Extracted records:
┌──
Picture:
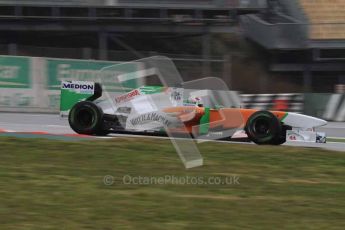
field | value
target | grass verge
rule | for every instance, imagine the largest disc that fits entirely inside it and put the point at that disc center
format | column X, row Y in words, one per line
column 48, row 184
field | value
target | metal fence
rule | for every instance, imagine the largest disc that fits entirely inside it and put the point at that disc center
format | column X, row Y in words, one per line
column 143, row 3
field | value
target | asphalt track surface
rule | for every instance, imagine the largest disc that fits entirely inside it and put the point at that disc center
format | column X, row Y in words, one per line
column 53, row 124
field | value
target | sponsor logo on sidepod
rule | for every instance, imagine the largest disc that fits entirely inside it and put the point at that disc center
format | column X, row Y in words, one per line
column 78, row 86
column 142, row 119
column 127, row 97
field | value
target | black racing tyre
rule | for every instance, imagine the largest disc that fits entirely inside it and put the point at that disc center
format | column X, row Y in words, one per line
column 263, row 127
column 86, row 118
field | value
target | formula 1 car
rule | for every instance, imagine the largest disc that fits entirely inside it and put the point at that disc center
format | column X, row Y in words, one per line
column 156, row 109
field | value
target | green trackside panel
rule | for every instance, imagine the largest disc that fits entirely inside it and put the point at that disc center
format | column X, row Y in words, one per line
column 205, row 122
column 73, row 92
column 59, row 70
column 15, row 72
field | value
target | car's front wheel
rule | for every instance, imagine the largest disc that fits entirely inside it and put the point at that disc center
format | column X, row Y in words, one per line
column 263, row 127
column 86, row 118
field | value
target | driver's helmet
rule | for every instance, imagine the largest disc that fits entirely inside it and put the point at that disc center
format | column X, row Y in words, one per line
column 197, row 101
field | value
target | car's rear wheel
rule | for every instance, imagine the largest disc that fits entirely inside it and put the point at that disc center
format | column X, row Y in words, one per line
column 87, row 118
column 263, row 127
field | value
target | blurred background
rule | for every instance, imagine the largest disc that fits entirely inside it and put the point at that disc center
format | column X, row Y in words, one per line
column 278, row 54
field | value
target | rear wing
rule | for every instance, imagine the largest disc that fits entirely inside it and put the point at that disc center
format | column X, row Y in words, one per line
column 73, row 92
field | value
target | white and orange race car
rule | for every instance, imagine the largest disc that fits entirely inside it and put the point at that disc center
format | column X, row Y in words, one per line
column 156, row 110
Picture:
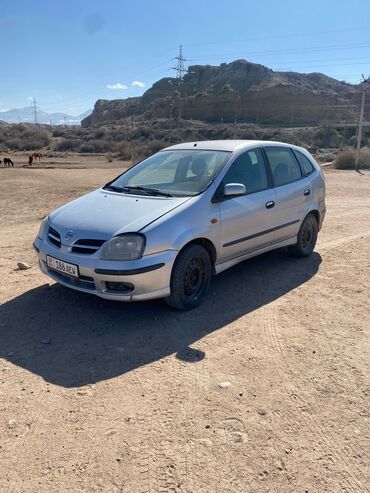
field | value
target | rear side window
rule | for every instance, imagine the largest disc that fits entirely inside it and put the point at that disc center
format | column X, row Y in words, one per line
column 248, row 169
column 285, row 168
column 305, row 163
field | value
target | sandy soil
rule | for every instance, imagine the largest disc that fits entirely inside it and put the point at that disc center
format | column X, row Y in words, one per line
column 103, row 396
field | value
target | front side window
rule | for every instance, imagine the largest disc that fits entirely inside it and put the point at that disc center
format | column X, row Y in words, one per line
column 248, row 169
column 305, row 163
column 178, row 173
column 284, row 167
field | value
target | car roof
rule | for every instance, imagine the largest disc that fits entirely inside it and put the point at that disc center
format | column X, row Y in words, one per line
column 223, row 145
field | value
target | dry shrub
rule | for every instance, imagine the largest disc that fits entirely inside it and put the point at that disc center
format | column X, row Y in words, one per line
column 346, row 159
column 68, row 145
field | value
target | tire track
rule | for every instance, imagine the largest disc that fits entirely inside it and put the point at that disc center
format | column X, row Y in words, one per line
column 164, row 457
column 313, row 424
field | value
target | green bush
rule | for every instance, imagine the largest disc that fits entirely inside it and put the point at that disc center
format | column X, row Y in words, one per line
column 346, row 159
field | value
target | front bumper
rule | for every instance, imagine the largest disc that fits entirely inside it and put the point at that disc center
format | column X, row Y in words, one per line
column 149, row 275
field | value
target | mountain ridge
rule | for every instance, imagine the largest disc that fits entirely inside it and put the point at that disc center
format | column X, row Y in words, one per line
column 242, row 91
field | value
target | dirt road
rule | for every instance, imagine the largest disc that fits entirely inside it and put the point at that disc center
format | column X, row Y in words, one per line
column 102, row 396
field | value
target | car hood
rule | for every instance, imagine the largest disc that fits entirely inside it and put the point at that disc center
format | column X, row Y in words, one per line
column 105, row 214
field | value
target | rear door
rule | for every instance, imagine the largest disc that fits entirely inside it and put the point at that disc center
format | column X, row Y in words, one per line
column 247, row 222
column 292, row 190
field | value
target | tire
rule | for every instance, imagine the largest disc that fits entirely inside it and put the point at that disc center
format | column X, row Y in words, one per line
└──
The images in the entries above should be left out; please reproduce exactly the lines from the first through the one containing "target | asphalt track surface".

Picture:
field | value
target | grass verge
rule | for every instance, imagine the largest disc that fits entirely inside it and put the point at that disc center
format | column X, row Y in words, one per line
column 48, row 184
field | value
target | metal fence
rule | for every instance, imagine the largest disc that fits entirely inside it and put the point at that disc center
format | column X, row Y in words, one per line
column 143, row 3
field | value
target | asphalt track surface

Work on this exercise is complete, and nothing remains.